## WHAT IS BEING ASKED
Pull out every line below that contains the string "closet", treating uppercase and lowercase as different.

BEGIN RECORDS SHOWN

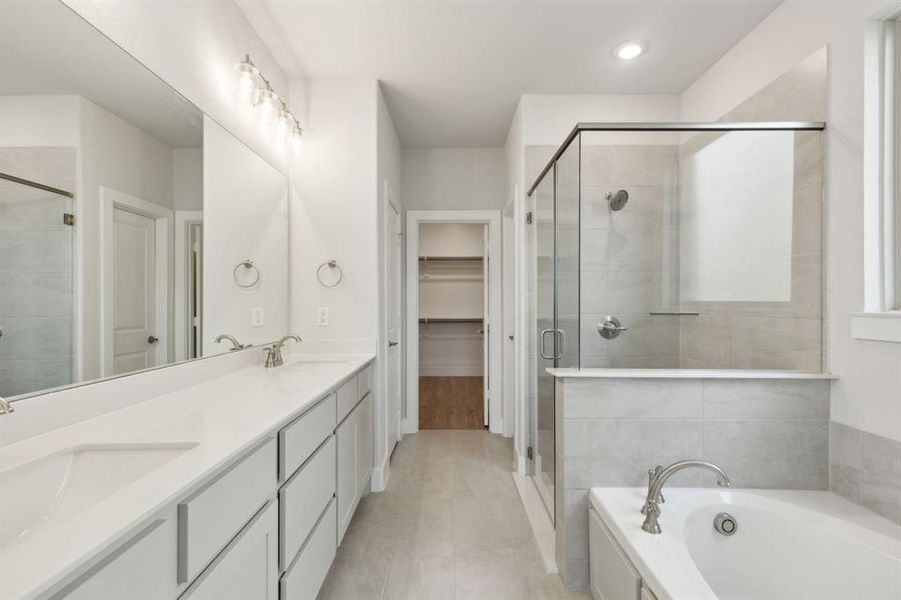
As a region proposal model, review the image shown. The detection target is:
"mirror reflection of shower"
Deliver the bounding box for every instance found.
[604,190,629,210]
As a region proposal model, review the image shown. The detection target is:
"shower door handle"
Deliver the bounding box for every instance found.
[554,329,566,360]
[538,329,556,360]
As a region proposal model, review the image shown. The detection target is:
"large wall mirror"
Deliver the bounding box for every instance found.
[0,0,288,398]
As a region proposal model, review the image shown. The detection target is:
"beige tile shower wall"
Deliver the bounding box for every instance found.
[0,147,76,397]
[555,378,829,590]
[679,49,827,371]
[580,146,679,368]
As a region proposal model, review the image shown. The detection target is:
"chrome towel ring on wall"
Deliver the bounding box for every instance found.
[316,258,344,288]
[232,258,260,289]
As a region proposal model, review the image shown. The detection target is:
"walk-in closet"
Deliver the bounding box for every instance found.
[419,223,488,429]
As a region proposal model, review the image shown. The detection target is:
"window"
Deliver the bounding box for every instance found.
[851,17,901,342]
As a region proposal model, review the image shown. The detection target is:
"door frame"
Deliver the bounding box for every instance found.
[173,210,203,361]
[100,186,174,377]
[403,210,504,433]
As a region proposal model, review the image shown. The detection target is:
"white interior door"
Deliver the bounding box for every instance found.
[113,208,157,374]
[387,202,403,446]
[482,225,491,427]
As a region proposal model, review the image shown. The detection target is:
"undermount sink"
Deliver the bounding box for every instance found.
[0,443,197,548]
[285,358,348,369]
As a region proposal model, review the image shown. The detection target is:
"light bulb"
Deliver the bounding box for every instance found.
[259,84,279,122]
[235,55,257,98]
[275,105,293,137]
[291,121,303,152]
[613,40,647,60]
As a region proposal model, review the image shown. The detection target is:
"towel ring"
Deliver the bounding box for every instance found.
[232,258,260,289]
[316,259,344,288]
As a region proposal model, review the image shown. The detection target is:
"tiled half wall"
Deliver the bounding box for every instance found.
[555,377,829,590]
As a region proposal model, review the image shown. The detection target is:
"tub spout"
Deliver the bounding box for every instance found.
[641,460,732,535]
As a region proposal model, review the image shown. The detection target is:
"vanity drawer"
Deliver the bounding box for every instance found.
[357,364,372,399]
[338,376,360,423]
[279,500,337,600]
[278,435,335,570]
[278,394,336,481]
[178,439,277,583]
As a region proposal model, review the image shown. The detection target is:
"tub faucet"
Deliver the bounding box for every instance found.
[641,460,732,534]
[264,333,303,369]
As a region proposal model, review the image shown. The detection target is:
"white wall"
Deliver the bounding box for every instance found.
[0,96,181,380]
[203,117,288,356]
[403,148,506,210]
[372,85,404,489]
[682,0,901,440]
[172,148,203,210]
[291,80,379,352]
[64,0,294,175]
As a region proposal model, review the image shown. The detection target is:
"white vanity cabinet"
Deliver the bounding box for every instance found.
[335,384,373,544]
[41,358,374,600]
[588,504,656,600]
[178,502,278,600]
[52,510,177,600]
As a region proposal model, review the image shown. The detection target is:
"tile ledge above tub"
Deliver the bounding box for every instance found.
[547,369,838,379]
[851,310,901,343]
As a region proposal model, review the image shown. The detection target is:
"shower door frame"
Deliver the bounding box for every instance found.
[524,121,826,522]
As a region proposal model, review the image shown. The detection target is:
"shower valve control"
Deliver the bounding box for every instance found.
[598,315,629,340]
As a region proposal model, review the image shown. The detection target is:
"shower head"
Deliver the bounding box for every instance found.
[604,190,629,210]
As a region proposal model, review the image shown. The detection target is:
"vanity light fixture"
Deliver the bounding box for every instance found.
[235,54,303,150]
[613,40,648,60]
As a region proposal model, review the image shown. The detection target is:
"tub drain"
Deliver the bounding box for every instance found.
[713,513,738,535]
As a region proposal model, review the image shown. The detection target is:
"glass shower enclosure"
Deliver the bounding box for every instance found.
[527,122,825,519]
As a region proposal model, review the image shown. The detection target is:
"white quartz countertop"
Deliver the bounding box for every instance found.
[547,369,838,379]
[0,354,374,599]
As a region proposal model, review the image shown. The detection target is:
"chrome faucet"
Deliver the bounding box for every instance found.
[264,333,303,369]
[213,333,248,352]
[641,460,732,534]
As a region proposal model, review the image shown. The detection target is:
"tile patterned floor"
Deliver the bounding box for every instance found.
[320,430,590,600]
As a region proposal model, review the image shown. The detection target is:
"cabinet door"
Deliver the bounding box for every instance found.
[356,394,373,496]
[53,510,177,600]
[335,411,359,544]
[181,502,278,600]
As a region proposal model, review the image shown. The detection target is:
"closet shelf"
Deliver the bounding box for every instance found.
[419,273,485,281]
[419,256,484,262]
[419,317,483,323]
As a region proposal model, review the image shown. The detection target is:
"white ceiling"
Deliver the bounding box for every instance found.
[239,0,780,147]
[0,0,203,148]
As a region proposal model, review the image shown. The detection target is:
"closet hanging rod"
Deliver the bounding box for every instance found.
[419,256,484,262]
[419,317,484,323]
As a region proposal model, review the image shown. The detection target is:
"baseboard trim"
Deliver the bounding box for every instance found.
[371,454,391,492]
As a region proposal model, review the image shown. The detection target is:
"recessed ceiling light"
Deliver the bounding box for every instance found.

END RECORDS SHOWN

## OUTPUT BELOW
"walk-in closet"
"closet shelf"
"closet hanging rod"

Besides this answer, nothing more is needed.